YOUR TASK – When a line in the entries below contains the word "wooden", copy that line.

(Stored data entries)
============

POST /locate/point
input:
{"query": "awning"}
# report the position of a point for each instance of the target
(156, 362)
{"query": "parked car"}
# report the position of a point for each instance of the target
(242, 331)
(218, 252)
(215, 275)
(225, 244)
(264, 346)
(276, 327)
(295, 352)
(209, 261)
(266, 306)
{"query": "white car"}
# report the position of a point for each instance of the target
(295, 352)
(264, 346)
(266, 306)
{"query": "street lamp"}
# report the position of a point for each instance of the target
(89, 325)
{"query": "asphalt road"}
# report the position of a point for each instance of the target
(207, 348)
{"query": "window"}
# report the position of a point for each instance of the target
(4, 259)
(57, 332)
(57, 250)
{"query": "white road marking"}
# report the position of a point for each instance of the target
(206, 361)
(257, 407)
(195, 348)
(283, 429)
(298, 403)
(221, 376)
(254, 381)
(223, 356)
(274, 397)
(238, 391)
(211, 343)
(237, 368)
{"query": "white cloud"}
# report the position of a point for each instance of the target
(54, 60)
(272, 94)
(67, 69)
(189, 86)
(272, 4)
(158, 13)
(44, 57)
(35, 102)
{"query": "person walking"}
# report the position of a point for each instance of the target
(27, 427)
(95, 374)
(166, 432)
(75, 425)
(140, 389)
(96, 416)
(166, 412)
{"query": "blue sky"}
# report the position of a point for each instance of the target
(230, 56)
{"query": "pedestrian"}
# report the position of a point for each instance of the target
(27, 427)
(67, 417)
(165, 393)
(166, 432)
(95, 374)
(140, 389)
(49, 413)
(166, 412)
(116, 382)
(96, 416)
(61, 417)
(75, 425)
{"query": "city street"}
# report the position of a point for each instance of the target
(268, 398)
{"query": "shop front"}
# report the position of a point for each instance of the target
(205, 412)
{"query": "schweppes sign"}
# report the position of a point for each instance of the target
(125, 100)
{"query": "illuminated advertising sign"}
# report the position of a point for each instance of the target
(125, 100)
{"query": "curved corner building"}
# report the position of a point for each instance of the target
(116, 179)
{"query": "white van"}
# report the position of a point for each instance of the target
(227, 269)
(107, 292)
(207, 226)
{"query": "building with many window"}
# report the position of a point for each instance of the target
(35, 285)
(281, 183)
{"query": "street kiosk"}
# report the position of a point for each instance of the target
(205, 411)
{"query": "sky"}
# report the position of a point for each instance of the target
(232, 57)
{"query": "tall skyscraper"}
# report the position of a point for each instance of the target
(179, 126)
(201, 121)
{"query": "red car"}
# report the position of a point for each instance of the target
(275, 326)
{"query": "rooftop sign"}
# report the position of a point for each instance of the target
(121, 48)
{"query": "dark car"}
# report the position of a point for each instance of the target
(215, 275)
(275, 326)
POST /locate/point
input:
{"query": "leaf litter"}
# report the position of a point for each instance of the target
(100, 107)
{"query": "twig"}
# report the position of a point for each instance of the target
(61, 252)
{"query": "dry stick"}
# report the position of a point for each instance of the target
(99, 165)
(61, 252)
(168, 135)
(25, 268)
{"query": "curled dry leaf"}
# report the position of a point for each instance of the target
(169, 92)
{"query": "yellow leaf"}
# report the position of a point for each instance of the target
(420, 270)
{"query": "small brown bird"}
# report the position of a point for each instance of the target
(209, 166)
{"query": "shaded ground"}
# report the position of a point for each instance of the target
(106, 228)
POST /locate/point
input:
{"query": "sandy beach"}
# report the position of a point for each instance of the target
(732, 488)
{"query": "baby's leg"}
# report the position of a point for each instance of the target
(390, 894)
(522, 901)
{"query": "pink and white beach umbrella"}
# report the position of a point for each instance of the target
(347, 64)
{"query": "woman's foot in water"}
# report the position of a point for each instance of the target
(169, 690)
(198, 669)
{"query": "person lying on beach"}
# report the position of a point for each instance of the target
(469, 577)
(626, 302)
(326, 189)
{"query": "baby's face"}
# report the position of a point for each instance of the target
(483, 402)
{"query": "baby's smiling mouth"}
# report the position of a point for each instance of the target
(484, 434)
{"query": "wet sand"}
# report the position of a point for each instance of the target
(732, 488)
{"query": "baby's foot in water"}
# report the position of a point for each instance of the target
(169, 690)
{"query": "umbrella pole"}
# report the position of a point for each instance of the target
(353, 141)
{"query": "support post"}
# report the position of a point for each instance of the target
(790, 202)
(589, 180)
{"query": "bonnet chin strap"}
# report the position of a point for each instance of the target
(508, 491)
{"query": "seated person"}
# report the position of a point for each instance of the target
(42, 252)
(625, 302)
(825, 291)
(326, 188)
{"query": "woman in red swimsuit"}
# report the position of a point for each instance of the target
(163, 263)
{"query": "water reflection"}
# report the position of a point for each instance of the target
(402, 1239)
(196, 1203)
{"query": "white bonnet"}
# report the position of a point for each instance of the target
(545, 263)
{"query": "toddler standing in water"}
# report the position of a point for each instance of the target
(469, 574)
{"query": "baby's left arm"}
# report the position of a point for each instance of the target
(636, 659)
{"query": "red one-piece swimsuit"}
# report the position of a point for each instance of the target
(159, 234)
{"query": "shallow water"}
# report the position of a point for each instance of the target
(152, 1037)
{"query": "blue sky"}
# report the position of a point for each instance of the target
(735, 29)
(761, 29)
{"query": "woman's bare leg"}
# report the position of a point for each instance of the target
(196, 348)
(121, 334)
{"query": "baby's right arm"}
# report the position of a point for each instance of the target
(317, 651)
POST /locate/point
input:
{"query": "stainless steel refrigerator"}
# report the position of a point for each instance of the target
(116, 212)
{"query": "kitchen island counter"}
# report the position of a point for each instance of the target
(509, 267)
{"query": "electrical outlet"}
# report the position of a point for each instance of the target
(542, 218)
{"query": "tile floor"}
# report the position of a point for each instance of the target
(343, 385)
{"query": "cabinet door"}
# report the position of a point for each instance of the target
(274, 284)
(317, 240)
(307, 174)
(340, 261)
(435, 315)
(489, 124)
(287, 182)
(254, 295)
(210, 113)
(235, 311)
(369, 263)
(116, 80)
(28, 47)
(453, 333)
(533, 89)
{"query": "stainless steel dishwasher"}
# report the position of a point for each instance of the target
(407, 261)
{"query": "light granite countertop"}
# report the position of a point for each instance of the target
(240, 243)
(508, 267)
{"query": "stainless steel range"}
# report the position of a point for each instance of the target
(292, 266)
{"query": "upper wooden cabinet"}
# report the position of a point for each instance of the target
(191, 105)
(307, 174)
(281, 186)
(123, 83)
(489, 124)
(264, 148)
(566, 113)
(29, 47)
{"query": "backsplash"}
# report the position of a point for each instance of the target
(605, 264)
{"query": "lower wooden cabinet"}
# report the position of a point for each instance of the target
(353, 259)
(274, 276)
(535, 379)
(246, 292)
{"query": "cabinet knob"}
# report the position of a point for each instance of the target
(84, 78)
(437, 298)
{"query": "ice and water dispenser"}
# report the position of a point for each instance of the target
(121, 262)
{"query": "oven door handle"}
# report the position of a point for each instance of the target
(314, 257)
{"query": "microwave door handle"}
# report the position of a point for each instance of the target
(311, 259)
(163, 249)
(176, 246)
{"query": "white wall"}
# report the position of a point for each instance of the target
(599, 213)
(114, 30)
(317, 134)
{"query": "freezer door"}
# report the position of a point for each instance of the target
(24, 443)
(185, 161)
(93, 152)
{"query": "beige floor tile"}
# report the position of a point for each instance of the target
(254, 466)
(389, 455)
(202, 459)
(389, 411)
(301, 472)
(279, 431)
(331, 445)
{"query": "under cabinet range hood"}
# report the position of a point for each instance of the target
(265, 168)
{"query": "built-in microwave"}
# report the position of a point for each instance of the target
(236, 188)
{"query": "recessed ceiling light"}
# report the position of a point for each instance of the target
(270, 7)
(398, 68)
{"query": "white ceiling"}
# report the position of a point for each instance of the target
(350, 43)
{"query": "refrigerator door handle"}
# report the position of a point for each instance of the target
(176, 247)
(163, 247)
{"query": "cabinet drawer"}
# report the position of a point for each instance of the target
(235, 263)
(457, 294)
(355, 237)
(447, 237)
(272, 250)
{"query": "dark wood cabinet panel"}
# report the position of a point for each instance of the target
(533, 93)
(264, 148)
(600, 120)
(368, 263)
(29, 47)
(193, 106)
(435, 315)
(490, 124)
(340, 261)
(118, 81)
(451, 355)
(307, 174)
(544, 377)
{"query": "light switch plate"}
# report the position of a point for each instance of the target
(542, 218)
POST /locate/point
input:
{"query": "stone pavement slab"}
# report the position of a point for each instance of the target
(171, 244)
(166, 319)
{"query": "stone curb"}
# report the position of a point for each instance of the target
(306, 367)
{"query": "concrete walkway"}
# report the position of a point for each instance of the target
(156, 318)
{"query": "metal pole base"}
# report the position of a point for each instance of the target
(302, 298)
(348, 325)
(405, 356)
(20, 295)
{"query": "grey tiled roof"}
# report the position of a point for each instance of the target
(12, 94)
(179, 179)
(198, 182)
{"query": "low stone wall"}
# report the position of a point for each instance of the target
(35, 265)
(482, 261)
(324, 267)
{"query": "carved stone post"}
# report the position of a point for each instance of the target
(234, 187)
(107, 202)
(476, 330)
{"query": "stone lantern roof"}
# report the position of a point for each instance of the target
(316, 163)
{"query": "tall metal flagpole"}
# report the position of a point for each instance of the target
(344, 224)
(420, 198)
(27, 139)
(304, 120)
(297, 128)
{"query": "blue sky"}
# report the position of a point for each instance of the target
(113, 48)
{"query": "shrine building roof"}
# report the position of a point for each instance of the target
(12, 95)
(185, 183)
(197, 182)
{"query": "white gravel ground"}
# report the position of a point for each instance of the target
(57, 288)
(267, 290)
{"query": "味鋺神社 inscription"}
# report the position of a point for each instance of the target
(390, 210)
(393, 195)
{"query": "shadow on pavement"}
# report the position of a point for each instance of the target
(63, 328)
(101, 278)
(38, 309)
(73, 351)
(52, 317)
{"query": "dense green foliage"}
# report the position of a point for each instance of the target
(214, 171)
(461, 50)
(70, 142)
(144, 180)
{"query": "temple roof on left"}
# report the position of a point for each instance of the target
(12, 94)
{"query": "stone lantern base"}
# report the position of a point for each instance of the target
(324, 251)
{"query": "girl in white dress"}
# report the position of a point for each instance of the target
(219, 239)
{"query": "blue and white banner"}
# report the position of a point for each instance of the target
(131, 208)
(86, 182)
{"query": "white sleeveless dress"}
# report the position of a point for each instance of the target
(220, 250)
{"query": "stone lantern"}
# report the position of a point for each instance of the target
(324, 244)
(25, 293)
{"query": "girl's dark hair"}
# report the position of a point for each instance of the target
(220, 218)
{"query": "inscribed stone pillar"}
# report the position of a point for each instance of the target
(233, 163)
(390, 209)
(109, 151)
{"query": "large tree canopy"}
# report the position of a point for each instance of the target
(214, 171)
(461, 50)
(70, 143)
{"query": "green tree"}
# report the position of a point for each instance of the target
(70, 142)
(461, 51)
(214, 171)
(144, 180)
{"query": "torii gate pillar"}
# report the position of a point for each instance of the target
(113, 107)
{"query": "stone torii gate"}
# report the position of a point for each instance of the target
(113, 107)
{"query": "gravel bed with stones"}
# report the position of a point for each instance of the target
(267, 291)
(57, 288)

============

FINISHED EXERCISE –
{"query": "upper wooden cabinet"}
{"query": "lower wooden cabinet"}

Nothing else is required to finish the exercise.